Given instruction A: Name every ingredient that has its own entry under "Ingredients & Substitutions" in the peanut butter brownie caramelitas text.
Given instruction B: Write the next part of the peanut butter brownie caramelitas text, picking up after its final sentence.

Text section:
□ □ □ □ □

Peanut Butter Brownie Caramelitas are the ULTIMATE ooey gooey brownie! They have a sweet caramel center, along with a layer of peanut butter morsels with more peanut butter drizzled on top. These start with my super popular Brownie recipe!

Stack of Peanut Butter Brownie Carmelitas

Peanut Butter Brownie Caramelitas

There is actually a scientific reason that people love the combination of peanut butter and chocolate. It’s called Dynamic Sensory Contrast. It has to do with our taste buds loving contrasting textures. But, I don’t need a scientific explanation as to why I love this combination so much. Then, with caramel added to the mix, it takes it to a whole new level. I would gladly continue researching this chocolate, peanut butter, and caramel combination any day! And, let me start with these Peanut Butter Brownie Caramelitas!

Ingredients & Substitutions

Butter: You need 2 sticks of unsalted butter for the brownies. Melt it, then let it cool.

Cocoa powder: Look for high-quality, unsweetened cocoa powder.

Peanut Butter Morsels: The peanut butter morsels are added to the top of the first layer of brownies. You will also add some peanut butter to the top of the brownies. You could use chocolate morsels if you want to replace the peanut butter.

Caramel Sauce: Use caramel bits OR individually wrapped caramels for the caramel sauce. Be sure to unwrap them. 😉 The amount would be the same, 11 ounces.

□ □ □ □ □

(Listing excerpted from a collection)
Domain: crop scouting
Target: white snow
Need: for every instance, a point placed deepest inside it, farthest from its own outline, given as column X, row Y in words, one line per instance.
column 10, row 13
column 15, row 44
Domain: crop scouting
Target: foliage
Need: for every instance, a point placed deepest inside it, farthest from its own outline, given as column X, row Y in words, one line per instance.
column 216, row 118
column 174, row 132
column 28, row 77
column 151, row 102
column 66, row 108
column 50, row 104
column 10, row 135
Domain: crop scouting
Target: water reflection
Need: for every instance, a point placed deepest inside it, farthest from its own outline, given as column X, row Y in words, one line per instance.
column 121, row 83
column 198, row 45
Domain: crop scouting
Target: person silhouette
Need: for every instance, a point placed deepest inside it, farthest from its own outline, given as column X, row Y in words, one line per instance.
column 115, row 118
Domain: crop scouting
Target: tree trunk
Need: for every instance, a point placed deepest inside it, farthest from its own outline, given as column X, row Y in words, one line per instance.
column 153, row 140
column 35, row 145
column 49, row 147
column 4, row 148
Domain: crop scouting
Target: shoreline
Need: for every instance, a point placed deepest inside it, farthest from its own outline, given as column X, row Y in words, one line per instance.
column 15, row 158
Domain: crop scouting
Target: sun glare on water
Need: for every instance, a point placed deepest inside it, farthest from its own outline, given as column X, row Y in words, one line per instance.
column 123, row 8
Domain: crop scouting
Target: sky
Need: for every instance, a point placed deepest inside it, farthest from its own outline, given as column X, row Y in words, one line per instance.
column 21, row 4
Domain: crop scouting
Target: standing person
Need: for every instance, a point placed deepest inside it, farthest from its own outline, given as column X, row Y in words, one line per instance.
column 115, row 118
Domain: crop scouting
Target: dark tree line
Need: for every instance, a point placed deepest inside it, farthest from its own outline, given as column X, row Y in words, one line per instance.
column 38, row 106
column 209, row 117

□ □ □ □ □

Task answer A: Butter, cocoa powder, peanut butter morsels, caramel sauce

Task answer B:
Overhead Image of Peanut Butter Brownie Carmelitas in a Baking Dish

How to Make Peanut Butter Brownie Caramelitas

It all starts with the brownie recipe. You will bake the brownies in two stages. The first bake will be with the bottom brownie layer. Then, you will bake them again after adding the peanut butter morsels, caramel sauce, and second brownie layer.

Once you have the brownie batter ready, pour half (about 2 cups) of the batter into a prepared 9-inch square pan. (I recommend lining the pan with parchment paper, including up the sides, and spraying with nonstick cooking spray.)

Bake this layer for 10-12 minutes at 350°F. Meanwhile, prepare the caramel sauce by adding the caramel bits and milk into a medium saucepan, cooking over medium-low heat for about 5 minutes. Remove from the heat and add the vanilla, stirring until everything is incorporated.

Drizzling Caramel Over Peanut Butter Morsels and a Baked Brownie

After you have removed the brownies from the oven the first time, cover the top with a layer of peanut butter morsels. Then, pour the caramel sauce over the morsels. Let the caramel sit for a few minutes at this point.

Carefully scoop and spread the remaining brownie batter on top of the caramel. This can be tricky… I usually just use my clean hands to set the batter on top. Don’t try to move it around too much, it could mess with the caramel layer. (Have no fear, it will come together as the brownies bake.)

Pouring Melted Peanut Butter Over Brownie Batter for Peanut Butter Brownie Carmelitas

Finally, drizzle peanut butter on top. Bake for 18-20 minutes. Let them cool a bit before transferring them to the refrigerator to chill for at least 4 hours.

Taking Peanut Butter Brownie Carmelita Out of Pan with Spatula

Can I Make these in a 9×13-inch Baking Dish?

I don’t recommend attempting this recipe in a larger pan. There is not enough brownie mix for the two layers, which would mean the brownies would be too thin and not able to accommodate the filling.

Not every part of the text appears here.